» **Tasks to carry out**
a) In the boxing weekend recap, what score did the arbiter Hubert Minn give in the Green–Mundine bout?
b) According to the boxing weekend recap, why was Felix Verdejo's timetable set back? Answer in one to three sentences.
c) Continue the boxing weekend recap from its last sentence.

» **Extract**
·····
The  weekend began on Friday (Thursday in the United States) at the Adelaide Oval in North Adelaide, Australia, where 43-year-old Danny Green and 41-year-old Anthony Mundine renewed hostilities after an interlude of 10 years and 261 days. Green turned the tables on Mundine, avenging his 2006 defeat by majority decision in a match that wasn’t pretty but yet entertaining with the outcome seemingly in doubt until the very end.

Mundine accepted the decision graciously until he had time to think about it. “I whipped his arse,” he said the next day while threatening to lodge an appeal to have the decision overturned. He had many sympathizers. Daily Telegraph correspondent Nick Compton, who scored the bout 95-93 for Mundine, called the decision outrageous. His ire was directed at veteran Honolulu arbiter Hubert Minn who had it 98-90 for Green, a score that in Compton’s words defied belief. But as for a rubber match, Compton hopes not. Green and Mundine “looked old and fought old because they are old,” he said.

The bout between the former world champions was front page news in Australia. On the undercard, the Moloney twins, Andrew, a bantamweight, and Jason, a super bantamweight, continued their winning ways at the expense of Filipino opponents. Andrew Moloney scored an 8-round unanimous decision over Renoel Pael. Jason Maloney won his 8-round bout by UD over Marco Demecillo. The identical twins sport identical 12-0 marks.

In another bout of note, Tim Tsyzu, a 22-year-old middleweight, improved to 2-0 with a third round stoppage of trial horse Mark Dalby. Tzyzu is the son of Kostya Tsyzu. The elder Tsyzu was inducted into the International Boxing Hall of Fame in 2011.

– – –

In San Juan, Puerto Rico, hometown favorite Felix Verdejo returned to the ring after an absence of nearly eight months and improved to 23-0 with a 10-round unanimous decision over Nicaraguan southpaw Oliver Flores. Verdejo’s timetable was set back when he crashed his motorcycle in August of last year, incurring injuries that forced him to spend four days in the hospital. At the time of the incident his promoter, Bob Arum, was in negotiations to match him with WBO lightweight champion Terry Flanagan.

Verdejo won comfortably on the scorecards – 99-91, 98-92, and 96-94 – but wasn’t sharp. It took him several rounds to find his range. He is penciled in to headline a June 10 card against an undetermined opponent at the Theater of Madison Square Garden, a date that coincides with New York’s annual Puerto Rican Day parade. Down the road, it’s easy to envision him renewing acquaintances with Vasyl Lomachenko who defeated him in the quarterfinals of the 2012 Olympics.
·····
» **Record extracts**
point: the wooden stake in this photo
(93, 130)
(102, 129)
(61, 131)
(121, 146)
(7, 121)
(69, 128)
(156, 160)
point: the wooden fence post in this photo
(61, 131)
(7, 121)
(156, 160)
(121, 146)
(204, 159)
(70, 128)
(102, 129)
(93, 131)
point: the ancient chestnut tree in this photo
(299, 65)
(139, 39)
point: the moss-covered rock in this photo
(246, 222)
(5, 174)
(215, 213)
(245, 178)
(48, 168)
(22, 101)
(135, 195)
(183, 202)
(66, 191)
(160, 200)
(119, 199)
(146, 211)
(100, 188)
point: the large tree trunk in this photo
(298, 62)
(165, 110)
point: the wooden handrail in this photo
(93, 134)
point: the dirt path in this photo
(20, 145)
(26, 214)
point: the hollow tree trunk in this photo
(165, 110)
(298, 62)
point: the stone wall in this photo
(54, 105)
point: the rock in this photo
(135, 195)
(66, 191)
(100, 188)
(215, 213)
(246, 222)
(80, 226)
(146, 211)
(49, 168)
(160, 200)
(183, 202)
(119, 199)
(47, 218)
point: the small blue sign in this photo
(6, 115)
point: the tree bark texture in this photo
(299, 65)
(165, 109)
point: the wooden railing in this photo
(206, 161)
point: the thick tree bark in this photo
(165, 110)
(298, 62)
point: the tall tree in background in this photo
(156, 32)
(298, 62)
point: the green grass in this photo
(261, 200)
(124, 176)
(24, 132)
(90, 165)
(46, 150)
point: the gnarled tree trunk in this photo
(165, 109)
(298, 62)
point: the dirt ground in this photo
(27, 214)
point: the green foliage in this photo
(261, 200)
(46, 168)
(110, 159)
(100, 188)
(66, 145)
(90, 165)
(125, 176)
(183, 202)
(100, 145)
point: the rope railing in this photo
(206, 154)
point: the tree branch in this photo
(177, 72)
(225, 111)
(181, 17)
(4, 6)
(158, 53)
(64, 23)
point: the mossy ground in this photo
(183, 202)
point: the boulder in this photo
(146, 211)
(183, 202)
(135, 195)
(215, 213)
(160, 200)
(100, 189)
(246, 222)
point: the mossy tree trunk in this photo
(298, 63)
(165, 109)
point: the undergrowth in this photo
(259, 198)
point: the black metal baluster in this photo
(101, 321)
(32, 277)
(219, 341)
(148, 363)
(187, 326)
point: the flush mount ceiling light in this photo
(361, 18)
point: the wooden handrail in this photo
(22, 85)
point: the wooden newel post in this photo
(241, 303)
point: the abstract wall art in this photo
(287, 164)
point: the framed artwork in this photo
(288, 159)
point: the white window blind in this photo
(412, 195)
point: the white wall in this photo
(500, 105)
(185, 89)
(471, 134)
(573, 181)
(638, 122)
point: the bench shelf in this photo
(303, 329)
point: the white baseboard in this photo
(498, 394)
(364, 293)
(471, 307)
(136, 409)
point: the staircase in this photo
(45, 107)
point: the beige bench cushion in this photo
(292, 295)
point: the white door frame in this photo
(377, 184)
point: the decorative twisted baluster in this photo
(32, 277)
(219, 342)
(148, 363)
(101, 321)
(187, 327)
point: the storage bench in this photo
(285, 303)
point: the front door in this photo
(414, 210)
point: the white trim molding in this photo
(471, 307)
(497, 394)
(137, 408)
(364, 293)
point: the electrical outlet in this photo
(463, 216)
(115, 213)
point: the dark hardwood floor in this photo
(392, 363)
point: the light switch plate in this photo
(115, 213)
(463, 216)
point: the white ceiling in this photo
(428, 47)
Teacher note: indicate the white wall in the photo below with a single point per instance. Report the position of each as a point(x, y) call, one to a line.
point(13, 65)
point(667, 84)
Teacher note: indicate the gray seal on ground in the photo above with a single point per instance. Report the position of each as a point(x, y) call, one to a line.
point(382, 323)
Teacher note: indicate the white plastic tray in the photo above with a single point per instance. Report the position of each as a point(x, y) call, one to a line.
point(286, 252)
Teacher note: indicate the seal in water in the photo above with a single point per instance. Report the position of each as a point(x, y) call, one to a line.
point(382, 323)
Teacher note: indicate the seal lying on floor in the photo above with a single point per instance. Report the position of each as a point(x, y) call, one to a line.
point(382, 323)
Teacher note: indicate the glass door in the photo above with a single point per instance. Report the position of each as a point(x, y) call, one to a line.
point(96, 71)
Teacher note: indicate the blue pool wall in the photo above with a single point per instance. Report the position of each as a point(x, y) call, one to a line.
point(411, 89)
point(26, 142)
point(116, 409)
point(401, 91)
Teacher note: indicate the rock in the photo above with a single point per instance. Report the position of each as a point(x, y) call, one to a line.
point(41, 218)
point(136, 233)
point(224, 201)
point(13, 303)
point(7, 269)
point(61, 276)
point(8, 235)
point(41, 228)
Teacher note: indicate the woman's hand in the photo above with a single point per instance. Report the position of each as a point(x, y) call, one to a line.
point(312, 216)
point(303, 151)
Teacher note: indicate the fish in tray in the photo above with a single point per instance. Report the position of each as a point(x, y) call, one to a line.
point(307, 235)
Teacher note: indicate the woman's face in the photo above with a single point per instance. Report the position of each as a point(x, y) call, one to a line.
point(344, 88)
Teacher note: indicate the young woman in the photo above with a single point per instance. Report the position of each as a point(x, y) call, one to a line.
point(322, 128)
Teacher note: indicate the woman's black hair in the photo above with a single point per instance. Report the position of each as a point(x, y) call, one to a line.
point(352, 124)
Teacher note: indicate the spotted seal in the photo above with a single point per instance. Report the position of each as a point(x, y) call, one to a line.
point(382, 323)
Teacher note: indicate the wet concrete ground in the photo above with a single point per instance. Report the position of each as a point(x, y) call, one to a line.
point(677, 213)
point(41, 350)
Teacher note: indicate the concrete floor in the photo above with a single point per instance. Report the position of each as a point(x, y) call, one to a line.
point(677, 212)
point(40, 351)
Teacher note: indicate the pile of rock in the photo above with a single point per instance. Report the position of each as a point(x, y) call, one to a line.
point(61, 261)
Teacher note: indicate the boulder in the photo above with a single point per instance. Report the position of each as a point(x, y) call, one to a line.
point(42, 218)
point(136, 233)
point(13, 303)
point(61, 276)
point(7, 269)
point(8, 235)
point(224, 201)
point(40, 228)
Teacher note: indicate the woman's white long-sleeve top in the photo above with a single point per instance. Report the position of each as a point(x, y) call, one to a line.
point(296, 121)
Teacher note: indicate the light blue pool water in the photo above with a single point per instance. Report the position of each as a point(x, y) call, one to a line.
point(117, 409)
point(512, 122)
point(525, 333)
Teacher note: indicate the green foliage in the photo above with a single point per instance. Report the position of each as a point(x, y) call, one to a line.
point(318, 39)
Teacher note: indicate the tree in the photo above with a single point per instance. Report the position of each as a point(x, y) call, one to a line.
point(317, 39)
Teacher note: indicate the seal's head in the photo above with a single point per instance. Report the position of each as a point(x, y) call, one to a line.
·····
» **Solved tasks**
a) He scored it 98-90 for Green.

b) Verdejo crashed his motorcycle in August of last year. His injuries forced him to spend four days in the hospital.

c)
SATURDAY

At the Olympia in London, Chris Eubank Jr. (pictured with his father) advanced to 24-1 with a 10th round stoppage of overmatched Renold Quinlan. The bout was contested for a minor 168-pound belt.

Quinlan (11-2), an Australian of Fijian descent, scored one of the bigger upsets of 2016 when he demolished Daniel Geale in two rounds, but he was out of his league against Eubank. After the bout, Eubank, who says he is equally comfortable fighting as a middleweight or super middleweight, called out James DeGale, Gennady Golovkin, and Billy Joe Saunders. Eubank would likely be favored over Saunders who saddled him with his only defeat. In that match, Eubank was slow to get into a rhythm and suffered a narrow loss on points.

In the co-feature, Christian Hammer, a Germany-based Romanian, successfully defended his version of the European heavyweight title, coming off the deck to forge a seventh round stoppage of David Price. Standing 6’8” and weighing 275 pounds, Price embodies the saying “the bigger they are, the harder they fall.” His record now stands at 21-4, but all four of his defeats were of the knockout variety. He has stamina issues and a soft beard, a toxic combination.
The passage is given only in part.